ACTIVITY :: Write out, exactly as they stand, the line containing "Identify the painted" and all subsequent lines up to and including the final line of the records.

Data entries:
<<<<

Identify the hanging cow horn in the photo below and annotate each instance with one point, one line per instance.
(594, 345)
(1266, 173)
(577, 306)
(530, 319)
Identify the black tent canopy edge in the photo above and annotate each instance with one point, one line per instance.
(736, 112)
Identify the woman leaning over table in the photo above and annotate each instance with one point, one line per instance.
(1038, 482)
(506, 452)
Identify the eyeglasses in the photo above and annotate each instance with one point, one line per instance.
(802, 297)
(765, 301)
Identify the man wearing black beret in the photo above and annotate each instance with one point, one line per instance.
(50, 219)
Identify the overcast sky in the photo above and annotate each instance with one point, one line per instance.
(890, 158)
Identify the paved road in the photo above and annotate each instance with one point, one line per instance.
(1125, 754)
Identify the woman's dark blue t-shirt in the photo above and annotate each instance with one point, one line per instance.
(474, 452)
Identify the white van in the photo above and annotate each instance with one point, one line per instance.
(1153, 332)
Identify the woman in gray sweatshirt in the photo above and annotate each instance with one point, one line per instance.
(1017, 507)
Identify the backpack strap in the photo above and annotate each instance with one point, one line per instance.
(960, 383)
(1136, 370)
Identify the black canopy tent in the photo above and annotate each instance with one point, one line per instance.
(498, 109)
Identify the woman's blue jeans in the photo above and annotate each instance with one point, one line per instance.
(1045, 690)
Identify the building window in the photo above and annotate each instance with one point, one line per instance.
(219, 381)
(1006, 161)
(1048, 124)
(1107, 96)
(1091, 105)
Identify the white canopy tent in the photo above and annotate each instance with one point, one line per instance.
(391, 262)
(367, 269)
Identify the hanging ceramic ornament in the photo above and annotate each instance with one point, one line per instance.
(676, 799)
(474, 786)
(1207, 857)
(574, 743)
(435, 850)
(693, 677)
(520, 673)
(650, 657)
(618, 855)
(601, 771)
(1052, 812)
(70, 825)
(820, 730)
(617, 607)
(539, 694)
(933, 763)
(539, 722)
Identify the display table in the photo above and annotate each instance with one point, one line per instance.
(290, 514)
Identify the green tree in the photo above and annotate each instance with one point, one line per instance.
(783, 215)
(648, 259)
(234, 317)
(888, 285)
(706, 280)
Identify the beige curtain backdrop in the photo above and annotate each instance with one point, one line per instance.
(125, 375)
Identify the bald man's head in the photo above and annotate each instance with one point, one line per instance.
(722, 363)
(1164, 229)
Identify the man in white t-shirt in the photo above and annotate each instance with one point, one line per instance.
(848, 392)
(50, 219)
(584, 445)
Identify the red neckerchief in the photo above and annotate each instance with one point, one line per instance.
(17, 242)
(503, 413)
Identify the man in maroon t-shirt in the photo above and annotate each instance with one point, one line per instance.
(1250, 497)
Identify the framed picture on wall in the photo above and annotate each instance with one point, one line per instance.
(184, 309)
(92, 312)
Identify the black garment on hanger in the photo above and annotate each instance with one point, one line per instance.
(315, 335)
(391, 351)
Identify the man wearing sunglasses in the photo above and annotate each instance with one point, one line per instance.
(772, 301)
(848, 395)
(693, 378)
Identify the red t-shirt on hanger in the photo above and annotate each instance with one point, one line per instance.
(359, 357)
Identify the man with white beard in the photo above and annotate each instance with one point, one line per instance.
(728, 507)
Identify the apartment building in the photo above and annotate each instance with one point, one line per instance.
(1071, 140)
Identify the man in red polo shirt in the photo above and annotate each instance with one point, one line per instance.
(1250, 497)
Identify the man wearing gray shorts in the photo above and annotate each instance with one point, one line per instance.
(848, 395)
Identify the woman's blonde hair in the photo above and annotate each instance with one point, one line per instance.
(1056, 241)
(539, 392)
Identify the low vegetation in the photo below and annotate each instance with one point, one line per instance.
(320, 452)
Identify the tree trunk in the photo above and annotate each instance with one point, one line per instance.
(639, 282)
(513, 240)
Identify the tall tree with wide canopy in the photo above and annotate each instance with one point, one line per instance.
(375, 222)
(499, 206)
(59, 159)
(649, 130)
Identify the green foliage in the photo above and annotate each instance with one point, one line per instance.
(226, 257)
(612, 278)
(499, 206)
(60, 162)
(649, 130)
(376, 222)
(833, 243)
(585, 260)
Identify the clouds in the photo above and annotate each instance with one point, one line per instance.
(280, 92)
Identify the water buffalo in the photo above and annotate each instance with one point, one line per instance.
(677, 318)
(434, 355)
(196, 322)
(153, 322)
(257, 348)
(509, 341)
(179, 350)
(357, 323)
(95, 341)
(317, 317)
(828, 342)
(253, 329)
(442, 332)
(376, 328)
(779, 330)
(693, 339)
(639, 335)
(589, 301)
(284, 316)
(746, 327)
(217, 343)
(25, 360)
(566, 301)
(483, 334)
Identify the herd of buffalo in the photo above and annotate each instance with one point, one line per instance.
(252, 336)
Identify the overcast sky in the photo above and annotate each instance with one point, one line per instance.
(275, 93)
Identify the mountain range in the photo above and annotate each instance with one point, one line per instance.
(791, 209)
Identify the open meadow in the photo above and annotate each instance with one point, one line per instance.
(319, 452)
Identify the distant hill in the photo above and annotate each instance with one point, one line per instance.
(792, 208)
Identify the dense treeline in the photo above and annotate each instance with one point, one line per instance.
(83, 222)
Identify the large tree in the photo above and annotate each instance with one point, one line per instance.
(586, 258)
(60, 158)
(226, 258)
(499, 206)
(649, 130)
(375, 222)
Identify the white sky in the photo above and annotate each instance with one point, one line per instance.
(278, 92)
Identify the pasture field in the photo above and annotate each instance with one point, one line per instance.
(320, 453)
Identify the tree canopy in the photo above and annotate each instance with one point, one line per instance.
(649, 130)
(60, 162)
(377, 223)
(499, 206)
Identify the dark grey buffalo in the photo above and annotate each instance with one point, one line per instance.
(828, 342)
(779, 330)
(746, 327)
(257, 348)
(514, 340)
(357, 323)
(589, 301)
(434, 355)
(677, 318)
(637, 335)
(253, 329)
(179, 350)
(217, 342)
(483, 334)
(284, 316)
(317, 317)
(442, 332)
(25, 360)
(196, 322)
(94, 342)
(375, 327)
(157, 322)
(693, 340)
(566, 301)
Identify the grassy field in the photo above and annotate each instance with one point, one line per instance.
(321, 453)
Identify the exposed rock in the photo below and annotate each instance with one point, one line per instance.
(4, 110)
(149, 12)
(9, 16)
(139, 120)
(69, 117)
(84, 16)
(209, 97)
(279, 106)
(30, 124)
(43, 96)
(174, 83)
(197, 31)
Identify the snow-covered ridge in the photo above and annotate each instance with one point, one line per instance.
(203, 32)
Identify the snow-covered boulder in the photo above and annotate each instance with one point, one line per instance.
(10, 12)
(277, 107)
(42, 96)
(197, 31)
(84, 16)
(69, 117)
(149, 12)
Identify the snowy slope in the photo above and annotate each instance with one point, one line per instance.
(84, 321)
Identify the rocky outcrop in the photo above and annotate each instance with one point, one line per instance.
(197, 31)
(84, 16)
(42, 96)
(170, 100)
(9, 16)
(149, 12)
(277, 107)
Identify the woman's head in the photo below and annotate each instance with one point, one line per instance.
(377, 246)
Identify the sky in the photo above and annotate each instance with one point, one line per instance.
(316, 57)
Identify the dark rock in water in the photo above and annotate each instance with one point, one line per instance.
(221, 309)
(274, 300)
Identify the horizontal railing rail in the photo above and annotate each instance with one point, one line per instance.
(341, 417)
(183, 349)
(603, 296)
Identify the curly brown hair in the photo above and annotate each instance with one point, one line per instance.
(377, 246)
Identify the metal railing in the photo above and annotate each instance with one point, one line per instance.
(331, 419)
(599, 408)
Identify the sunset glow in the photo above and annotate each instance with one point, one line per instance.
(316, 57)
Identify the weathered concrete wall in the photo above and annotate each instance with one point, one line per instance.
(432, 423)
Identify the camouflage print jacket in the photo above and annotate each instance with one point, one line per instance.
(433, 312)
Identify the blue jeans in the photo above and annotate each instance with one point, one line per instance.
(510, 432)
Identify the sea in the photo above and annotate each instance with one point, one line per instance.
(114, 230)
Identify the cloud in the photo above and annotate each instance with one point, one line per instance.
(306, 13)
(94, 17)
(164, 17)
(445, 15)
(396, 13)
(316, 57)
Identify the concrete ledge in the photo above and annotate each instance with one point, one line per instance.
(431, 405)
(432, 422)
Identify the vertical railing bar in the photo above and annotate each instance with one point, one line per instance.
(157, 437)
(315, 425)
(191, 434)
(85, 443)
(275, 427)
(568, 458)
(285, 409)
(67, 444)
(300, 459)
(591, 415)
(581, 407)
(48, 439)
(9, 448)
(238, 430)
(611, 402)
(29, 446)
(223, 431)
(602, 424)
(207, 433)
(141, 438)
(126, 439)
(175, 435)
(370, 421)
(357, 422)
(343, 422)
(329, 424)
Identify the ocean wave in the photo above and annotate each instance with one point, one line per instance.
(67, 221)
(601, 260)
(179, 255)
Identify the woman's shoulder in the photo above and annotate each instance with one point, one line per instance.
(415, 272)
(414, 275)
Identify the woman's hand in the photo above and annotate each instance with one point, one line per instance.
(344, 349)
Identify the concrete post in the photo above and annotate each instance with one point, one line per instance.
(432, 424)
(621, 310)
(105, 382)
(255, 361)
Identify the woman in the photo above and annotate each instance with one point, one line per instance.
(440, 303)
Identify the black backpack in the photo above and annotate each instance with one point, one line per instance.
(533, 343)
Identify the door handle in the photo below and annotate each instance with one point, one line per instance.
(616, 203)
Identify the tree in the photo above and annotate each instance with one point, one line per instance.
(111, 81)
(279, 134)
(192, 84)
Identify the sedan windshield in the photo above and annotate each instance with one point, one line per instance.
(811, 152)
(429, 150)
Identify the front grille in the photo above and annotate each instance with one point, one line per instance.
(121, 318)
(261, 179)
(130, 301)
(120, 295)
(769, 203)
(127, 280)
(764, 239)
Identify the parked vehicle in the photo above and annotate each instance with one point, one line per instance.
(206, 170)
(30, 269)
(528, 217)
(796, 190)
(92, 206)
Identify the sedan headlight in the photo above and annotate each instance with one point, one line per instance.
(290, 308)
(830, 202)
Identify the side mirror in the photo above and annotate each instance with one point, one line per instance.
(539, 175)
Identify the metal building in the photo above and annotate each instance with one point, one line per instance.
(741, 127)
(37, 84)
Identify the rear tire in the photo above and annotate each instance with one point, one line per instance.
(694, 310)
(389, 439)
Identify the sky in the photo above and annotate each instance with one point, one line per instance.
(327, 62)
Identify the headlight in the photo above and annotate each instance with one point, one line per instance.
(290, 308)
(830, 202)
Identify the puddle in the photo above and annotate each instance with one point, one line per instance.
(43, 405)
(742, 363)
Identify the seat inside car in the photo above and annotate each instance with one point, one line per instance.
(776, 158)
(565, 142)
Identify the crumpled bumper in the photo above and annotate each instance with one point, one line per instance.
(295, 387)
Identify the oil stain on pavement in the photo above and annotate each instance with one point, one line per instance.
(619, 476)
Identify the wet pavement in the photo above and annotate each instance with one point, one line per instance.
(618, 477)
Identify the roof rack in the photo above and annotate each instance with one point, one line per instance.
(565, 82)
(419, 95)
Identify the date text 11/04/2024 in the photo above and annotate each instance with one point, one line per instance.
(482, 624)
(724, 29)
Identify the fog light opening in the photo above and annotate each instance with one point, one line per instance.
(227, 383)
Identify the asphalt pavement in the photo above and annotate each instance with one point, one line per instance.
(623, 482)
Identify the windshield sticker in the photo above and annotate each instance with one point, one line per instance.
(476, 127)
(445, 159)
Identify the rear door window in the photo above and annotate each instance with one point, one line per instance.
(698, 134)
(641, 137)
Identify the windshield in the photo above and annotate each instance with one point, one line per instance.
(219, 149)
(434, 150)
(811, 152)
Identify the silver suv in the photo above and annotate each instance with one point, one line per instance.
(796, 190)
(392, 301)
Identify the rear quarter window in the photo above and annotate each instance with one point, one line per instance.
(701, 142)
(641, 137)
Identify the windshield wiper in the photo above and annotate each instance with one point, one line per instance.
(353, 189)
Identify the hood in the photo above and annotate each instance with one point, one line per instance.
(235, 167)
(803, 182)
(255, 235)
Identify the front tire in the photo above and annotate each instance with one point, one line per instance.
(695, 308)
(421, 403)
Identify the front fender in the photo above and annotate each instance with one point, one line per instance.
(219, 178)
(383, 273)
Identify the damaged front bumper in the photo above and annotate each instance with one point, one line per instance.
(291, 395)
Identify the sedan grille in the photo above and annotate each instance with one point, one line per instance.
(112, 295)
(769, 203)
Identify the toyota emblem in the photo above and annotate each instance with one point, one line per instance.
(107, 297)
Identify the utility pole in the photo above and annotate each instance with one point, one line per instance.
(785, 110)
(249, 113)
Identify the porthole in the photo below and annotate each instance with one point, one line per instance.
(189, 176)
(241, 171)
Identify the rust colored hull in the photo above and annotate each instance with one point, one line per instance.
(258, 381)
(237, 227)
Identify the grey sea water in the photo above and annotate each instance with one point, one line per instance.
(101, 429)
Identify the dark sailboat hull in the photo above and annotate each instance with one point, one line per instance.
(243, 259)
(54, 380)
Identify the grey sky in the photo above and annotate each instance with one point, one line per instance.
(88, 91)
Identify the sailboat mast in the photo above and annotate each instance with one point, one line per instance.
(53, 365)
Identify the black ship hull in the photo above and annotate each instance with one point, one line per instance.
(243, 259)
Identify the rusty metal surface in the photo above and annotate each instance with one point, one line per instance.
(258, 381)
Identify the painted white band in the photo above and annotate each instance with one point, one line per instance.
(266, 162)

>>>>

TASK OUTPUT ::
Identify the painted white band in the photo above and annotate each instance with one point, one line per instance.
(266, 162)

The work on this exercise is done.